A run of records:
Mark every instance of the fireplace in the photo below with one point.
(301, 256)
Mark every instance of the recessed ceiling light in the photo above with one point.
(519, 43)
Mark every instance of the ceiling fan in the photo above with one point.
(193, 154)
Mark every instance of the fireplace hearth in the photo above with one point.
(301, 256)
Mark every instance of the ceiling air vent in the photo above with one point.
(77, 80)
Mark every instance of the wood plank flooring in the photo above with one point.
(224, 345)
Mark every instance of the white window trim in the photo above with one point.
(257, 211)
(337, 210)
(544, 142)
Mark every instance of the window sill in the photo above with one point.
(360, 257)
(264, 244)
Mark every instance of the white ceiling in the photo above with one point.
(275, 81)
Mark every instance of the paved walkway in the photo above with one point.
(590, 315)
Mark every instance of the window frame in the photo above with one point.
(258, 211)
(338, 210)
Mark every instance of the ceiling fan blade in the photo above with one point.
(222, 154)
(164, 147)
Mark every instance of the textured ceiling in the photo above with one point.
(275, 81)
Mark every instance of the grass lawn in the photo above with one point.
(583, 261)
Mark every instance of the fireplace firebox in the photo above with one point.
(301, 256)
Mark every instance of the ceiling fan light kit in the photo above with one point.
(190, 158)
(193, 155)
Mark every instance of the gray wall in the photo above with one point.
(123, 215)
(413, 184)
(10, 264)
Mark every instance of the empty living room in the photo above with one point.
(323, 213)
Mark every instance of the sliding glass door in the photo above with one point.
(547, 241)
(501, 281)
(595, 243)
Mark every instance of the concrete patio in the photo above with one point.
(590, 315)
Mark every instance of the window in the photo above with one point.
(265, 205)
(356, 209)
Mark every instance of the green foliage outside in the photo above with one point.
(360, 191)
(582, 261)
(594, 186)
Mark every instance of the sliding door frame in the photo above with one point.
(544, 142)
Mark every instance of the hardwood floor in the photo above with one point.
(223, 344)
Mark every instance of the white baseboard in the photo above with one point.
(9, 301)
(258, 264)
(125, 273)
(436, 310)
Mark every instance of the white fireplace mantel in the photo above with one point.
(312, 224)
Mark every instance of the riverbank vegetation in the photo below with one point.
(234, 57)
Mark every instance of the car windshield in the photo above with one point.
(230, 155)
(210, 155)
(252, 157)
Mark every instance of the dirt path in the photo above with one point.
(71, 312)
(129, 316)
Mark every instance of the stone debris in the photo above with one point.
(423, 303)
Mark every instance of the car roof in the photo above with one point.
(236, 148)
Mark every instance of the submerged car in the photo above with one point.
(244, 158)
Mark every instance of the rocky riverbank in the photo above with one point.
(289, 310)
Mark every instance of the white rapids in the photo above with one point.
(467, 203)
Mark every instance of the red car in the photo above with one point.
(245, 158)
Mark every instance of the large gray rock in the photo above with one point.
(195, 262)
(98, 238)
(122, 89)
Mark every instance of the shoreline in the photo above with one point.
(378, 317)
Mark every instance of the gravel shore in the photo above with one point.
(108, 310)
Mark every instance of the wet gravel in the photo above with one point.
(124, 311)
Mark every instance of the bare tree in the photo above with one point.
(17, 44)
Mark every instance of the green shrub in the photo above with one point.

▶ [INSTRUCTIONS FOR THE TASK] Reproduce each line of the material above precisely.

▶ [TASK OUTPUT]
Mark every instance of the fireplace in the photo below with one point.
(301, 256)
Mark every instance of the recessed ceiling light in the photo above with one point.
(519, 43)
Mark every instance of the ceiling fan in the photo above with one point.
(193, 154)
Mark every instance of the fireplace hearth in the photo above with one point.
(301, 256)
Mark every instance of the ceiling air vent in the photo above with one point.
(77, 80)
Mark every instance of the wood plank flooring in the photo above with one point.
(224, 345)
Mark every instance of the white window trim in the photo above with one point.
(257, 211)
(337, 210)
(544, 142)
Mark every instance of the window sill in the photo above with one point.
(360, 257)
(264, 244)
Mark every instance of the white ceiling in the photo above with one point.
(275, 81)
Mark every instance of the paved walkway in the photo above with one point.
(590, 315)
Mark every instance of the window frame in the photo above with one point.
(258, 211)
(338, 210)
Mark every instance of the ceiling fan blade in the photo above with one point.
(222, 154)
(164, 147)
Mark every instance of the textured ceiling in the photo above with one point.
(275, 81)
Mark every instance of the grass lawn in the photo above with one point.
(583, 261)
Mark every instance of the fireplace firebox in the photo above with one point.
(301, 256)
Mark every instance of the ceiling fan light kit in the photo above with one point.
(190, 158)
(193, 155)
Mark every instance of the gray wall in the photo above with one point.
(123, 215)
(413, 184)
(10, 264)
Mark every instance of the empty living room in the photo above with one point.
(323, 213)
Mark every instance of the sliding glass door in the photo above with one point.
(547, 241)
(501, 281)
(595, 243)
Mark every instance of the concrete patio in the photo above with one point.
(590, 315)
Mark every instance of the window in the photo above with one point.
(265, 205)
(356, 209)
Mark every instance of the green foliage outside in the photo above with one point.
(360, 191)
(582, 261)
(594, 186)
Mark every instance of the sliding door frame in the photo above with one point.
(544, 142)
Mark every instance of the hardwood floor in the photo above with one point.
(223, 344)
Mark every instance of the white baseboard in the photo above with one point.
(9, 301)
(258, 264)
(125, 273)
(436, 310)
Mark every instance of the white fireplace mantel in the photo above with one point.
(312, 224)
Mark every instance of the riverbank vegetation in the photo below with one point.
(234, 57)
Mark every instance of the car windshield in the photo above with one point.
(230, 155)
(210, 155)
(252, 157)
Mark every instance of the dirt path in the photo above with one point.
(71, 312)
(129, 316)
Mark every instance of the stone debris in the photo above with one point.
(423, 303)
Mark every instance of the car roof in the photo above with one point.
(236, 148)
Mark every instance of the submerged car in the photo above with one point.
(244, 158)
Mark every instance of the rocky riverbank in the photo above with one point.
(289, 310)
Mark every instance of the white rapids in the photo above with one point.
(467, 203)
Mark every instance of the red car in the photo above with one point.
(245, 158)
Mark every instance of the large gray rock in the photo above with one point.
(195, 262)
(98, 238)
(122, 89)
Mark every instance of the shoreline in the photo above with one point.
(378, 317)
Mark every instance of the gravel shore in the photo above with one point.
(108, 310)
Mark every instance of the wet gravel in the photo above with one point.
(124, 311)
Mark every instance of the bare tree in the photo above with one point.
(17, 44)
Mark every instance of the green shrub in the photo above with one point.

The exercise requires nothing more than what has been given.